REQUIRED WORK →
I'd like the listing below copied exactly, with the images left out.
━━━━━ DATA PROVIDED ━━━━━
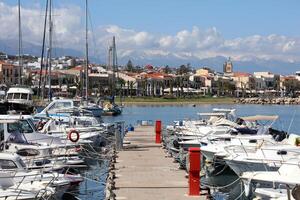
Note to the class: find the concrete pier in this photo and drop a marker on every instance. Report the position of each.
(144, 172)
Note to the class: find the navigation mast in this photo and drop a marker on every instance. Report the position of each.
(20, 57)
(86, 51)
(50, 50)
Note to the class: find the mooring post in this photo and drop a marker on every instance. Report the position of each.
(158, 131)
(119, 136)
(194, 172)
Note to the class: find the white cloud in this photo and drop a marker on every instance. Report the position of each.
(185, 44)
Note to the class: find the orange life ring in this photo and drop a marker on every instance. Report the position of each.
(70, 137)
(40, 125)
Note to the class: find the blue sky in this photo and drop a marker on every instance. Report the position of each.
(233, 18)
(175, 29)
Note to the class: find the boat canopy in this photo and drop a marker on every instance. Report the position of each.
(224, 110)
(260, 117)
(217, 114)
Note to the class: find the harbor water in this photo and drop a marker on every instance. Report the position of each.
━━━━━
EXERCISE SOLUTION →
Note to the class: find the concrete pier in this photo and drop a marker on every instance. Report the position of each.
(144, 172)
Note to the class: find the navigation mast in this photo and drop a marker on every instance. Report the position of each.
(20, 57)
(86, 51)
(50, 50)
Note to the class: find the mooring post in this photo and drop a marker on every instance. Report the position of each.
(158, 131)
(119, 136)
(194, 172)
Note to the class: find the white cloud in this photo and drop a marker on every instance. Report the position of each.
(185, 44)
Note to the class: find the orange life ring in this photo and drop a marker on every instance. Report the position of each.
(70, 137)
(40, 125)
Note to the class: find the blue sky in this photo and drop a marker on every instance. Report the position of each.
(233, 18)
(175, 29)
Note to the class: find the boat canopy in this photo and drop a marker on every instance. Report the position of each.
(224, 110)
(260, 117)
(217, 114)
Note to the class: find the harbor water in this photo and drop a marker on every instance. Report the position of each.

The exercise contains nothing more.